(Dataset extract)
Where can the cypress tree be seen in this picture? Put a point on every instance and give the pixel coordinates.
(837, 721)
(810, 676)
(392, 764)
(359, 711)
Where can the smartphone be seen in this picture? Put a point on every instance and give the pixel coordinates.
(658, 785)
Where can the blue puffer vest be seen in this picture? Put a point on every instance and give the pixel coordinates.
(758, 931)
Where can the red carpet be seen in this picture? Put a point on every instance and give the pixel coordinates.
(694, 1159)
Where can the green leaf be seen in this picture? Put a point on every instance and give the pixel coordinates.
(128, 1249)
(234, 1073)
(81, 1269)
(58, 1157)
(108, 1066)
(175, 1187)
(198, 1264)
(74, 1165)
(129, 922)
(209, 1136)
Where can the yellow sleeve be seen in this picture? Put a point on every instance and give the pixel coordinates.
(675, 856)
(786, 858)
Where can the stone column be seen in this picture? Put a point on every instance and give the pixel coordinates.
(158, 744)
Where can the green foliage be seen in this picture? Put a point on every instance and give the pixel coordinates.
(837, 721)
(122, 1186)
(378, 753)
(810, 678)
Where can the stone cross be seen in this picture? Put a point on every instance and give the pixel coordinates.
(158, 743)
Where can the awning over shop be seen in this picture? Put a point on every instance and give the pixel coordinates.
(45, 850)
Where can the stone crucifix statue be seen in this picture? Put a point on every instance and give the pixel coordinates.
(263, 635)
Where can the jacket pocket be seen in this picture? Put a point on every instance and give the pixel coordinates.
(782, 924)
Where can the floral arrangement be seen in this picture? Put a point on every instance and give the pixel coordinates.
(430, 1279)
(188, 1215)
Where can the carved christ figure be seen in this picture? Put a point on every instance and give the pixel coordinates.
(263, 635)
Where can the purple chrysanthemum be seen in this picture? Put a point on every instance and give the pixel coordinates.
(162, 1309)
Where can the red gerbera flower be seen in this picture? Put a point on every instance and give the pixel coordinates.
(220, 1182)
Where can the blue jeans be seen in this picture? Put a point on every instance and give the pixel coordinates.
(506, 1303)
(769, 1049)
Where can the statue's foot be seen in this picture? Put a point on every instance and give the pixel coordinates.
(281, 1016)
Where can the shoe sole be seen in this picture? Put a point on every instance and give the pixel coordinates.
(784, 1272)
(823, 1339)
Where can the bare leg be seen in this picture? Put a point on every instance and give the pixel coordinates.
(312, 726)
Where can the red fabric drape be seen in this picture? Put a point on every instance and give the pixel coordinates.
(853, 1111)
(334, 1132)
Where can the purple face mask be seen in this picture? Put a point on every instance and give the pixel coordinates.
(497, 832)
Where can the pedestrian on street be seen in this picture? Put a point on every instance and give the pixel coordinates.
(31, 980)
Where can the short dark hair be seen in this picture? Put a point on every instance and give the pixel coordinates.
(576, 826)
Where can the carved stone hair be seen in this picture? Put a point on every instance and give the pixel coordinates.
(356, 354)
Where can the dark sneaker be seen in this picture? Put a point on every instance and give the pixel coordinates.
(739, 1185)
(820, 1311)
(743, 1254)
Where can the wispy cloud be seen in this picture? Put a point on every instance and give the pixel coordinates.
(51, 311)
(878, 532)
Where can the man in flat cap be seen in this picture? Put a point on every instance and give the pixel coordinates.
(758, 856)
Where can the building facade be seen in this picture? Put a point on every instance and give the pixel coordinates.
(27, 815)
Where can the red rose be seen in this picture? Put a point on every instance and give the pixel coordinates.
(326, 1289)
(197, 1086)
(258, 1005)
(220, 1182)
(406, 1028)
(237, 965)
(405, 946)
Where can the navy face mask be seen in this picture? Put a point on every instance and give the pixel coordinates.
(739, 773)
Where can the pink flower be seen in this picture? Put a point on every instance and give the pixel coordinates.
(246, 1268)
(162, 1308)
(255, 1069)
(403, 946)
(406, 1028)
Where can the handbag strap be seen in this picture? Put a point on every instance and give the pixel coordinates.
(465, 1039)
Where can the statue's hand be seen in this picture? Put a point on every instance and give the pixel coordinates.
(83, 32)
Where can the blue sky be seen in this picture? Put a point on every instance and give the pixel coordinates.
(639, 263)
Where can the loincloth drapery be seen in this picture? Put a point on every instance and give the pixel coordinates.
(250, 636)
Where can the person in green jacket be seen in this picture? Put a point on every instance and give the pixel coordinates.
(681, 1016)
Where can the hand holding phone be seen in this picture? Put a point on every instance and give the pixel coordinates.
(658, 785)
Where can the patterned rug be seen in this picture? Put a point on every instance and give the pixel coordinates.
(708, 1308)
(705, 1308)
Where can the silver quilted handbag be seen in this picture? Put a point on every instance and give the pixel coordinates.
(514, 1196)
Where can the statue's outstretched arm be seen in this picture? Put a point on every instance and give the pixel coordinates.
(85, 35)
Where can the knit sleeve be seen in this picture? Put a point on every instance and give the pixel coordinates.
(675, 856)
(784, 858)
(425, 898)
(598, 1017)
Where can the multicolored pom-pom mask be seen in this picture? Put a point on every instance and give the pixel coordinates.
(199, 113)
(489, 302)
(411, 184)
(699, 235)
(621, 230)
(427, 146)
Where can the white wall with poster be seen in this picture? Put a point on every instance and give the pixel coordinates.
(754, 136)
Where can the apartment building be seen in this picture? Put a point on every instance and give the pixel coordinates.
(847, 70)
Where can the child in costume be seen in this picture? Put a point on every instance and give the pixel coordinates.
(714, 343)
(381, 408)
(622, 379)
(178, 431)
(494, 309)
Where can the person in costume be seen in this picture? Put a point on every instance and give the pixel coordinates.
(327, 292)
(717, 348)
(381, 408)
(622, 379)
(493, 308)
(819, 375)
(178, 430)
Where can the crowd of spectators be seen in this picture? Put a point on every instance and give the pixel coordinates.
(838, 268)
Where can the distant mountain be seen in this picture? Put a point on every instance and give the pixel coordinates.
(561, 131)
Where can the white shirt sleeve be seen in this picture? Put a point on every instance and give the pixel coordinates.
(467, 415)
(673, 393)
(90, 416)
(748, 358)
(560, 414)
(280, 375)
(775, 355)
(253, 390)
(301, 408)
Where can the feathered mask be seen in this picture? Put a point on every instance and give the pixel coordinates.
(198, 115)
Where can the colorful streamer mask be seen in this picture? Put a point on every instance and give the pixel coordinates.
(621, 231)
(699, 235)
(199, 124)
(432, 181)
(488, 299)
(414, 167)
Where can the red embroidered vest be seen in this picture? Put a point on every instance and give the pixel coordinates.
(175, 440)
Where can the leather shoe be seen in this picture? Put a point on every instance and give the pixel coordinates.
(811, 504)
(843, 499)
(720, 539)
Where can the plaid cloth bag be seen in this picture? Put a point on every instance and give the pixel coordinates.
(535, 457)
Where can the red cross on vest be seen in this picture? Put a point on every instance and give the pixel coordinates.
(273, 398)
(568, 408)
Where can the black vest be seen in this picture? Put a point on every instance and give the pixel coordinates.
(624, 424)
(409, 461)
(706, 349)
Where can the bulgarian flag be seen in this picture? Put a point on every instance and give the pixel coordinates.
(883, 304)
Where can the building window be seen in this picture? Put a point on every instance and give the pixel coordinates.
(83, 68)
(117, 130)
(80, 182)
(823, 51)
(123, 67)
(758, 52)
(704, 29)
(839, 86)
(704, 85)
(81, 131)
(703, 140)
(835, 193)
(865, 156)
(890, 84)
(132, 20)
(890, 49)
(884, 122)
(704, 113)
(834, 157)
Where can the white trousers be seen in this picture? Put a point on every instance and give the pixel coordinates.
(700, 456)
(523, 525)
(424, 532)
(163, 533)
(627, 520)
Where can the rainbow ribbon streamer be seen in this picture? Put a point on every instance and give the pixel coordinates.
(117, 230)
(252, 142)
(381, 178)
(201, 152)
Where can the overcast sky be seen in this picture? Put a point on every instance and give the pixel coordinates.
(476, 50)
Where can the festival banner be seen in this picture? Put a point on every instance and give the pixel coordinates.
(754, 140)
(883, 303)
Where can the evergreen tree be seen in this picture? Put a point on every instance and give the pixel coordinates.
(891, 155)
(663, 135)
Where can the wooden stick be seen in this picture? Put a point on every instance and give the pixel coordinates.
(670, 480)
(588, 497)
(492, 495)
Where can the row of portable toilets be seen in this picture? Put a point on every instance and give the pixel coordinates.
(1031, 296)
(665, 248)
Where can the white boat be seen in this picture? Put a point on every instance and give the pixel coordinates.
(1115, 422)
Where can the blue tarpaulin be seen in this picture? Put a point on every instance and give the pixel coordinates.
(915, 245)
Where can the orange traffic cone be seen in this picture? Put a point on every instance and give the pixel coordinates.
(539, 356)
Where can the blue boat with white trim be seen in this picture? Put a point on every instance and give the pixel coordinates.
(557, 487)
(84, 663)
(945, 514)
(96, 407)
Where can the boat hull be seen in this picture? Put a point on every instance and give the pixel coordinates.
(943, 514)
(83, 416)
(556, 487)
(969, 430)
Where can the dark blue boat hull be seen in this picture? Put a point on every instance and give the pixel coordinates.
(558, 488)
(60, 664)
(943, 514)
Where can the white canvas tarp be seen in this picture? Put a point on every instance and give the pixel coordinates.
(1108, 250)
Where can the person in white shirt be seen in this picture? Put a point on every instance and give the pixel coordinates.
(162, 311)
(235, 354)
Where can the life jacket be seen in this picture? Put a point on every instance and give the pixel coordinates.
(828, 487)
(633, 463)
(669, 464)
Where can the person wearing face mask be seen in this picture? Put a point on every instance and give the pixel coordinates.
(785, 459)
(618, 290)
(End Dataset extract)
■ **What you are asked to do**
Output only the lines from the one that contains "Where can the white canvas" through the final line of the records, exactly as given.

■ **Output of the task**
Where can the white canvas tarp be seen in this picture? Put a point on every instance and give the pixel coordinates.
(1108, 250)
Where can the person in white shirt be seen in this picture? Put a point on every instance and give the pixel coordinates.
(162, 311)
(235, 354)
Where can the life jacket be seen in this picture? Put a point on every instance and give the pixel coordinates.
(828, 487)
(633, 463)
(669, 464)
Where can the person wearing face mask be seen in this picture? Put a point on every instance and give the pixel coordinates.
(785, 459)
(618, 290)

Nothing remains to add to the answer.